— PROBLEM —
Produce a verbatim copy of the entries listed below.

[Records contained in a dataset]
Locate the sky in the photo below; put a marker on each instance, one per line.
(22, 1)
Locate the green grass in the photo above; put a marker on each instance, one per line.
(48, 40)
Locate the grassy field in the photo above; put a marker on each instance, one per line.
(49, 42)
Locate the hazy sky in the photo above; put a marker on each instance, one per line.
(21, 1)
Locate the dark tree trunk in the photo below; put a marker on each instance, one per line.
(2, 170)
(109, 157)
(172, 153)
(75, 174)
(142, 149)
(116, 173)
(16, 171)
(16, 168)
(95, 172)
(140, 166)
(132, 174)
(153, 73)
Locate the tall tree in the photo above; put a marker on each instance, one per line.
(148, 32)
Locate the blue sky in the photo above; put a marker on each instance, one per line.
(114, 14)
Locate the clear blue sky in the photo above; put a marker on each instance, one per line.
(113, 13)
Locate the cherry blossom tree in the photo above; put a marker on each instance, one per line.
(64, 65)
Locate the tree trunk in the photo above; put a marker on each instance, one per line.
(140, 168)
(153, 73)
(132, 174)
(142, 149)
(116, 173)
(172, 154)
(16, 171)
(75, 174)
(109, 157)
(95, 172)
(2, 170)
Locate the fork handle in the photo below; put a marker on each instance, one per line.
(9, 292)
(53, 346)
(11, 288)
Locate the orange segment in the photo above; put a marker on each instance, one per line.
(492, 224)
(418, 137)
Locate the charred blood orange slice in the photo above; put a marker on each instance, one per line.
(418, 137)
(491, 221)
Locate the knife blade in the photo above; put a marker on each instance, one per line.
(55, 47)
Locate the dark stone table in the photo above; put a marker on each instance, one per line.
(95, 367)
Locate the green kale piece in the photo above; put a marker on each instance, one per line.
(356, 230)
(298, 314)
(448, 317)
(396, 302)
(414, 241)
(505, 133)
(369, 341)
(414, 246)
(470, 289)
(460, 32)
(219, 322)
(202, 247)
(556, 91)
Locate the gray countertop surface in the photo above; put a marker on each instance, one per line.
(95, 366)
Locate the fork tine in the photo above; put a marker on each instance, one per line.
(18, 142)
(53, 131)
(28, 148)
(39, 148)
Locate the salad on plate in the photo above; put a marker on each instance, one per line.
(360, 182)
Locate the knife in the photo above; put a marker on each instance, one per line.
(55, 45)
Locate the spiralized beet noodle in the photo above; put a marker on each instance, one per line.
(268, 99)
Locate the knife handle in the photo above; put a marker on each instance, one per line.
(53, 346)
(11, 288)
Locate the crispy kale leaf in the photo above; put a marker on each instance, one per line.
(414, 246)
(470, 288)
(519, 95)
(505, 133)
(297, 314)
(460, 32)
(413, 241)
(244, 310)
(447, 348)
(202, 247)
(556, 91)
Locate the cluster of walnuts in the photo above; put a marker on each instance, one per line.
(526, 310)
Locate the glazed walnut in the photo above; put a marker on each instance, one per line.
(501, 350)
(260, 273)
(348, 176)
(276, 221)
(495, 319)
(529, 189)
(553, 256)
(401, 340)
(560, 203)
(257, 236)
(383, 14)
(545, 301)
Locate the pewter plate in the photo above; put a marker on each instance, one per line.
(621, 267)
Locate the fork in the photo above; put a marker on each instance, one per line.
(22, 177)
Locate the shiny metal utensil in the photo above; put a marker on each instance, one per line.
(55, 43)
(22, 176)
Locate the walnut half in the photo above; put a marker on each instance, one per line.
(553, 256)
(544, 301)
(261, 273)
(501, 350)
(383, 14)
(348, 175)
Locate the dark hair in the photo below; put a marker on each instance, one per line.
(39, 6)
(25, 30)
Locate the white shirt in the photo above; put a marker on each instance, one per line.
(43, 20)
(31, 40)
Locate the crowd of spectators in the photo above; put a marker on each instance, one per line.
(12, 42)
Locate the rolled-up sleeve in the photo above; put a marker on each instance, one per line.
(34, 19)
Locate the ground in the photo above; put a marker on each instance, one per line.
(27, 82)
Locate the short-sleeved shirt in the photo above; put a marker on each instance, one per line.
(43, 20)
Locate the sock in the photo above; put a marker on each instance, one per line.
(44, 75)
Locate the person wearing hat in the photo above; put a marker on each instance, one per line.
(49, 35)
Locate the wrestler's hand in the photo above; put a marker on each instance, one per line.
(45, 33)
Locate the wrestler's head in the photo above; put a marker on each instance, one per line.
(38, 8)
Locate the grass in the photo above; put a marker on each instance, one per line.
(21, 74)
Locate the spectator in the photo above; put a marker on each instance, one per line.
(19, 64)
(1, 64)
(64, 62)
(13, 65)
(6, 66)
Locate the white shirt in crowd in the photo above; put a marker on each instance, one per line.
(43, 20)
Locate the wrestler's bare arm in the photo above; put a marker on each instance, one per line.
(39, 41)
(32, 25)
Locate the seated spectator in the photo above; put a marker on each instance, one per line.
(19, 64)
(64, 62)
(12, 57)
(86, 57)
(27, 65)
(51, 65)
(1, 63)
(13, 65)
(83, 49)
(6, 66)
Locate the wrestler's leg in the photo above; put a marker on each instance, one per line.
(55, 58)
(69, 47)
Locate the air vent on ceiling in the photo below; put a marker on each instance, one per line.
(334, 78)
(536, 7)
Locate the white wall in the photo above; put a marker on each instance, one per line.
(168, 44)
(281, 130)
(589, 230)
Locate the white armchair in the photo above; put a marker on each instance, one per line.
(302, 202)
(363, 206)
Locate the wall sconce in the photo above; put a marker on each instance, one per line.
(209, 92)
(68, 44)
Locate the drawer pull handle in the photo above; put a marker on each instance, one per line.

— ANSWER FOR THE TASK —
Locate the sky in the photo below; put a marker on each instance, one per line.
(22, 1)
Locate the green grass in the photo above; put a marker on each instance, one per line.
(48, 40)
Locate the grassy field in the photo above; put a marker on each instance, one per line.
(49, 42)
Locate the hazy sky in the photo above; put a marker on each instance, one per line.
(21, 1)
Locate the dark tree trunk in the photo below; put a marker on each instance, one per line.
(2, 170)
(109, 157)
(172, 153)
(75, 174)
(142, 149)
(116, 173)
(16, 171)
(16, 168)
(95, 172)
(140, 166)
(132, 174)
(153, 73)
Locate the tall tree in the photo above; put a marker on each instance, one per line.
(148, 32)
Locate the blue sky in the photo above; put a marker on each instance, one per line.
(114, 14)
Locate the clear blue sky in the photo above; put a marker on each instance, one per line.
(113, 13)
Locate the cherry blossom tree in the photo above; put a marker on each instance, one per line.
(64, 65)
Locate the tree trunk in the photo above; put a marker on each instance, one per line.
(140, 168)
(153, 73)
(132, 174)
(142, 149)
(116, 173)
(172, 154)
(16, 171)
(75, 174)
(109, 157)
(95, 172)
(2, 170)
Locate the fork handle in the photo below; put a marker on each instance, one per line.
(9, 292)
(53, 346)
(11, 288)
Locate the orange segment in the photo above; put a marker on each instance, one per line.
(492, 224)
(418, 137)
Locate the charred blood orange slice in the photo above; put a marker on each instance, one per line.
(418, 137)
(491, 221)
Locate the knife blade in the photo above; put a marker on each instance, one per line.
(55, 47)
Locate the dark stone table in the photo above; put a marker on each instance, one per line.
(95, 367)
Locate the green kale piece in the photo above; put a marker on each instance, one per line.
(356, 230)
(298, 314)
(448, 317)
(396, 302)
(414, 241)
(505, 133)
(369, 341)
(414, 246)
(470, 289)
(460, 32)
(219, 322)
(202, 247)
(556, 91)
Locate the gray countertop surface in the photo above; put a marker on each instance, one per line.
(95, 366)
Locate the fork tine in the photo above; put a marker on each instance, one per line.
(18, 142)
(53, 131)
(28, 148)
(39, 148)
Locate the salad on plate in the photo above; put a marker on each instance, one per line.
(360, 182)
Locate the knife in the photo above; put a marker on each instance, one per line.
(55, 45)
Locate the spiralized beet noodle in the photo above; put a marker on each instance, one per line.
(268, 99)
Locate the knife handle in the photo above; put a marker on each instance, one per line.
(53, 346)
(11, 288)
Locate the crispy kale leaf in the photo above; put a marker on each instance, one per line.
(414, 246)
(470, 288)
(519, 95)
(505, 133)
(297, 314)
(460, 32)
(413, 241)
(244, 310)
(447, 348)
(202, 247)
(556, 91)
Locate the cluster of walnuts in the photo above; put a marker on each instance, one per line.
(526, 310)
Locate the glazed walnut in the photo above; put a marker on each instance, one per line.
(501, 350)
(260, 273)
(348, 176)
(276, 221)
(495, 319)
(529, 189)
(553, 256)
(401, 340)
(560, 203)
(257, 236)
(383, 14)
(545, 301)
Locate the pewter plate in the photo above; put a marker on each instance, one per line.
(621, 267)
Locate the fork in the photo above; put a marker on each instance, one per line.
(22, 177)
Locate the shiny metal utensil in the photo above; put a marker on each instance, one per line.
(55, 43)
(22, 176)
Locate the walnut half in the photo above; put a marker on each instance, one per line.
(553, 256)
(544, 301)
(261, 273)
(501, 350)
(383, 14)
(348, 175)
Locate the dark hair in the photo below; put a marker on each instance, one per line.
(39, 6)
(25, 30)
Locate the white shirt in the photo above; put a marker on each instance, one per line.
(43, 20)
(31, 40)
Locate the crowd of spectators in the photo above; put a marker on each instance, one per line.
(12, 42)
Locate the rolled-up sleeve in the photo above; put a marker on each instance, one per line.
(34, 19)
Locate the ground in the photo above; put a marker on each instance, one per line.
(27, 82)
Locate the short-sleeved shirt in the photo above; put a marker on each instance, one per line.
(43, 20)
Locate the sock in the photo above; put a marker on each instance, one per line.
(44, 75)
Locate the person wearing hat in the photo above; put a marker on each instance, one per line.
(49, 35)
Locate the wrestler's hand in the photo above; put a marker on each instance, one per line.
(45, 33)
Locate the wrestler's head in the photo above; put a marker on each instance, one per line.
(38, 8)
Locate the grass in the photo above; put a marker on each instance, one per line.
(21, 74)
Locate the spectator in the photo above; put a marker on each instance, one per line.
(19, 64)
(1, 64)
(64, 62)
(13, 65)
(6, 66)
Locate the white shirt in crowd in the photo above; put a marker on each instance, one per line.
(43, 20)
Locate the wrestler's bare arm in the photo above; put a marker on each instance, one per line.
(39, 41)
(32, 25)
Locate the seated spectator in the photo above; put a marker on each instance, one per line.
(19, 64)
(64, 62)
(12, 57)
(86, 57)
(27, 65)
(51, 65)
(1, 63)
(13, 65)
(83, 49)
(6, 66)
Locate the wrestler's leg in the photo above; put a marker on each instance, one per line.
(55, 58)
(69, 47)
Locate the air vent on ceiling in the photo below; put a marker on each instance, one per line.
(334, 78)
(536, 7)
Locate the white wall in the photo above; put a marker on each instance, one per line.
(168, 44)
(281, 130)
(589, 230)
Locate the white armchair in the photo above; put a marker on each instance, one per line.
(302, 202)
(363, 206)
Locate the wall sconce in the photo above; put a marker on each instance, one per line.
(209, 92)
(68, 44)
Locate the drawer pull handle in the photo above; put a marker on each instance, one per line.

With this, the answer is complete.